** begin Data to use **

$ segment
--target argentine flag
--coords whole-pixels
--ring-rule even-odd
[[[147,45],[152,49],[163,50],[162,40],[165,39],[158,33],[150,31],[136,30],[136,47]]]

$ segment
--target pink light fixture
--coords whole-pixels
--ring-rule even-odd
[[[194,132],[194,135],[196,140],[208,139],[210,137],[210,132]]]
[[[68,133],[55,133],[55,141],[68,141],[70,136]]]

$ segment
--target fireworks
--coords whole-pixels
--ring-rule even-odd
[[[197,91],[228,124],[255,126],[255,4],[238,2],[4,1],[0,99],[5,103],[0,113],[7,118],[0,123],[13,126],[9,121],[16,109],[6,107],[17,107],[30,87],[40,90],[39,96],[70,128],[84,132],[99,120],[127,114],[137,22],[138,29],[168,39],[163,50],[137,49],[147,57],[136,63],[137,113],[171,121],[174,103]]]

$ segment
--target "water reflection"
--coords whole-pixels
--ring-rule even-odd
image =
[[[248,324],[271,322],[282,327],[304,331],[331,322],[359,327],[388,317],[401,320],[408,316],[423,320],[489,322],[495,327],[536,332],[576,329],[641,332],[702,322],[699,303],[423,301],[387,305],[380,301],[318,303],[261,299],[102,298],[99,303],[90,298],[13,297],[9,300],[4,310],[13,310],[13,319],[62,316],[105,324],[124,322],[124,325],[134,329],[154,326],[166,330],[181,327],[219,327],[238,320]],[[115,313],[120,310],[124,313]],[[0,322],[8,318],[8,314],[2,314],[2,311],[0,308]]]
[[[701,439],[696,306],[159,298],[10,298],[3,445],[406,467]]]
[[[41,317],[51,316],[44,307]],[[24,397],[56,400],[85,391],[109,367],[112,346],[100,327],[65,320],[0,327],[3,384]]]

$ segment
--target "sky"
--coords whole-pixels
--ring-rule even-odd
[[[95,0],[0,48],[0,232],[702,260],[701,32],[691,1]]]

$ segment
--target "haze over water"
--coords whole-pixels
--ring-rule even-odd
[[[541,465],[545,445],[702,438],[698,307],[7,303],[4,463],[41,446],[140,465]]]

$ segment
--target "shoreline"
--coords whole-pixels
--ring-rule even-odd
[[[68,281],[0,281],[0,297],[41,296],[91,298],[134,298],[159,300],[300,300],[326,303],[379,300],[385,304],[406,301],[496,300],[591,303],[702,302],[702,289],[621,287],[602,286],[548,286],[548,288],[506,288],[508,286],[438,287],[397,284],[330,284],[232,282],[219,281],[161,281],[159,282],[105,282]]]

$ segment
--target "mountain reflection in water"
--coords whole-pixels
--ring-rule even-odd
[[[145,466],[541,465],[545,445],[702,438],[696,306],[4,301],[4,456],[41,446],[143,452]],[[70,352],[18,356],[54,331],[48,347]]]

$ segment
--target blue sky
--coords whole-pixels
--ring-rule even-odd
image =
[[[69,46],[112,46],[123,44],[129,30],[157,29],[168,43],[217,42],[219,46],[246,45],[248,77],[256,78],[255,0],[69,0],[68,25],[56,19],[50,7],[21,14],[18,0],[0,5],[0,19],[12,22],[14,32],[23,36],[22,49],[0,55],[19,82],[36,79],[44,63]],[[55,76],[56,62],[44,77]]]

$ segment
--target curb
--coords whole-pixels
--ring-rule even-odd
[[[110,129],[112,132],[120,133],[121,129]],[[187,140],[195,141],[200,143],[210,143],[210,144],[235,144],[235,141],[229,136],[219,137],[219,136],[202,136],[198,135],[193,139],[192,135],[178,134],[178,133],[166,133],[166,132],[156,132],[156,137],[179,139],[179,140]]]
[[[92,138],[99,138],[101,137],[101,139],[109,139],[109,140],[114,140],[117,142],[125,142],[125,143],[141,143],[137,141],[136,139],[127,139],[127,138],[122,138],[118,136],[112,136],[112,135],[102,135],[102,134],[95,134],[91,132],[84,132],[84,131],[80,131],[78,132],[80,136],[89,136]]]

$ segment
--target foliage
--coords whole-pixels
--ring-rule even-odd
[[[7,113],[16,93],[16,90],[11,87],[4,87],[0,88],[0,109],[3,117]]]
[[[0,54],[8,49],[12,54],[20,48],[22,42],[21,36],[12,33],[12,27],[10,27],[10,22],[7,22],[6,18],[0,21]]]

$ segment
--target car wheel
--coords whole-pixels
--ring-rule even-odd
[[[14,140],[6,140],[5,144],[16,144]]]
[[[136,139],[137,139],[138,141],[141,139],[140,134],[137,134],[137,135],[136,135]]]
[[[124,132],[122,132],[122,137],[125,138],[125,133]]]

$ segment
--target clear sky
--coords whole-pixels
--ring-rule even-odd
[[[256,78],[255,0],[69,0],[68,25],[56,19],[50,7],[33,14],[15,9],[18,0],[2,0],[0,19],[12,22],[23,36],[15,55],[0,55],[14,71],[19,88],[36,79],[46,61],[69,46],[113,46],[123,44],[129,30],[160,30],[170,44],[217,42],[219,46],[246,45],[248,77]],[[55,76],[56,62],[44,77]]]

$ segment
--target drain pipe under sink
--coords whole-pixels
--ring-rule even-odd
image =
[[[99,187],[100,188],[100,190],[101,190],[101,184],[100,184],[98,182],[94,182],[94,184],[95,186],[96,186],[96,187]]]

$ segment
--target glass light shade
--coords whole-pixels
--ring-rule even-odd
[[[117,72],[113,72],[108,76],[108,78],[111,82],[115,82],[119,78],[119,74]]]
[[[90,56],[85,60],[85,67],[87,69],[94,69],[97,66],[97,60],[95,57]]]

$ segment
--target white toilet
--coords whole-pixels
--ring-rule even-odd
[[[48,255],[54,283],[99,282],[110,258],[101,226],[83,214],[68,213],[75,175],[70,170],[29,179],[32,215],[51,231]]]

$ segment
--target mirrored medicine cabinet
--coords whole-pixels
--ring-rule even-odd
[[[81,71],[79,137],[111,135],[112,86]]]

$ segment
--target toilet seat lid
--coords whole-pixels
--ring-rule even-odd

** end Data to use **

■ **Exercise requirements**:
Rewrite all of the lines above as a numbered list, leaving out the blank ones.

■ **Task solution**:
1. $ segment
2. --target argentine flag
3. --coords whole-pixels
4. --ring-rule even-odd
5. [[[147,45],[152,49],[163,50],[162,40],[165,39],[158,33],[150,31],[136,30],[136,47]]]
6. $ segment
7. --target pink light fixture
8. --coords whole-pixels
9. --ring-rule even-odd
10. [[[194,132],[194,135],[196,140],[208,139],[210,137],[210,132]]]
11. [[[68,133],[55,133],[55,141],[68,141],[70,136]]]
12. $ segment
13. --target fireworks
14. --coords whole-pixels
15. --ring-rule even-odd
16. [[[197,91],[228,124],[255,126],[255,4],[238,2],[4,1],[0,99],[5,103],[0,113],[7,118],[0,123],[13,126],[9,121],[16,109],[6,107],[17,107],[30,87],[40,90],[39,96],[70,128],[84,132],[99,120],[127,114],[137,22],[138,29],[168,39],[163,50],[137,49],[147,57],[136,63],[137,113],[171,121],[174,103]]]
17. $ segment
18. --target "water reflection"
19. --coords whole-pixels
20. --ring-rule even-odd
21. image =
22. [[[248,324],[271,322],[282,327],[304,331],[331,322],[359,327],[388,317],[401,320],[408,316],[423,320],[489,322],[495,327],[536,332],[576,329],[641,332],[702,322],[699,303],[423,301],[387,305],[380,301],[318,303],[261,299],[102,298],[99,303],[90,298],[13,297],[9,300],[4,310],[13,310],[13,319],[62,316],[105,324],[124,322],[124,325],[134,329],[154,326],[166,330],[181,327],[219,327],[238,320]],[[115,313],[120,310],[124,313]],[[0,322],[8,318],[8,314],[2,314],[2,311],[0,308]]]
23. [[[701,439],[696,306],[159,298],[10,298],[3,445],[406,467]]]
24. [[[41,317],[51,316],[44,307]],[[24,397],[56,400],[85,391],[109,367],[112,346],[100,327],[65,320],[0,327],[3,384]]]
25. $ segment
26. --target "sky"
27. --coords whole-pixels
28. --ring-rule even-odd
29. [[[95,0],[0,48],[0,232],[702,260],[701,32],[691,1]]]
30. $ segment
31. --target "haze over water"
32. --coords whole-pixels
33. --ring-rule even-odd
34. [[[541,465],[545,445],[702,438],[698,307],[7,303],[4,463],[41,446],[140,465]]]
35. $ segment
36. --target "shoreline"
37. --coords whole-pixels
38. --ring-rule even-odd
39. [[[68,281],[0,281],[0,297],[41,296],[91,298],[134,298],[159,300],[300,300],[326,303],[379,300],[385,304],[406,301],[496,300],[591,303],[702,302],[702,289],[621,287],[602,286],[548,286],[548,288],[506,288],[508,286],[438,287],[397,284],[330,284],[232,282],[219,281],[161,281],[159,282],[105,282]]]
40. $ segment
41. --target "mountain reflection in water"
42. --coords whole-pixels
43. --ring-rule even-odd
44. [[[145,466],[541,465],[545,445],[702,438],[696,306],[4,301],[4,456],[41,446],[143,452]],[[70,352],[18,356],[54,331],[48,347]]]
45. $ segment
46. --target blue sky
47. --coords whole-pixels
48. --ring-rule even-odd
49. image =
50. [[[69,46],[112,46],[123,44],[129,30],[157,29],[168,43],[217,42],[219,46],[246,45],[248,77],[256,78],[255,0],[69,0],[68,25],[56,19],[50,7],[21,14],[18,0],[0,5],[0,19],[12,22],[14,32],[23,36],[22,49],[0,55],[19,82],[36,79],[44,63]],[[55,76],[56,62],[44,77]]]
51. $ segment
52. --target curb
53. --coords whole-pixels
54. --ring-rule even-odd
55. [[[110,129],[112,132],[120,133],[121,129]],[[187,140],[195,141],[200,143],[210,143],[210,144],[235,144],[235,141],[229,136],[219,137],[219,136],[202,136],[198,135],[193,139],[192,135],[178,134],[178,133],[166,133],[166,132],[156,132],[156,137],[179,139],[179,140]]]
56. [[[92,138],[99,138],[101,137],[101,139],[109,139],[109,140],[114,140],[117,142],[125,142],[125,143],[141,143],[137,141],[136,139],[127,139],[127,138],[122,138],[118,136],[112,136],[112,135],[102,135],[102,134],[95,134],[91,132],[84,132],[84,131],[80,131],[78,132],[80,136],[89,136]]]
57. $ segment
58. --target foliage
59. --coords whole-pixels
60. --ring-rule even-odd
61. [[[7,113],[16,93],[16,90],[11,87],[4,87],[0,88],[0,109],[3,117]]]
62. [[[0,54],[8,49],[12,54],[20,48],[22,42],[21,36],[12,33],[12,27],[10,27],[10,22],[7,22],[6,18],[0,21]]]
63. $ segment
64. --target car wheel
65. --coords whole-pixels
66. --ring-rule even-odd
67. [[[14,140],[6,140],[5,144],[16,144]]]
68. [[[136,139],[137,139],[138,141],[141,139],[140,134],[137,134],[137,135],[136,135]]]
69. [[[124,132],[122,132],[122,137],[125,138],[125,133]]]
70. $ segment
71. --target clear sky
72. --coords whole-pixels
73. --ring-rule even-odd
74. [[[256,78],[255,0],[69,0],[68,25],[56,19],[50,7],[33,14],[15,9],[18,0],[2,0],[0,19],[12,22],[23,36],[15,55],[0,55],[14,71],[19,88],[36,79],[46,61],[69,46],[113,46],[123,44],[129,30],[160,30],[170,44],[217,42],[219,46],[246,45],[248,77]],[[55,76],[56,62],[44,77]]]
75. $ segment
76. --target drain pipe under sink
77. --coords whole-pixels
78. --ring-rule even-odd
79. image =
80. [[[99,187],[100,188],[100,190],[101,190],[101,184],[100,184],[98,182],[94,182],[94,184],[95,186],[96,186],[96,187]]]
81. $ segment
82. --target glass light shade
83. --coords whole-pixels
84. --ring-rule even-odd
85. [[[117,72],[113,72],[108,76],[108,78],[111,82],[115,82],[119,78],[119,74]]]
86. [[[90,56],[85,60],[85,67],[87,69],[94,69],[97,66],[97,60],[95,57]]]
87. $ segment
88. --target white toilet
89. --coords whole-pixels
90. --ring-rule even-odd
91. [[[48,255],[54,283],[99,282],[110,258],[101,226],[83,214],[68,213],[75,175],[70,170],[29,179],[32,215],[51,231]]]
92. $ segment
93. --target mirrored medicine cabinet
94. --coords whole-pixels
95. --ring-rule even-odd
96. [[[81,71],[79,137],[111,135],[112,86]]]
97. $ segment
98. --target toilet seat lid
99. --coords whole-pixels
100. --ring-rule even-odd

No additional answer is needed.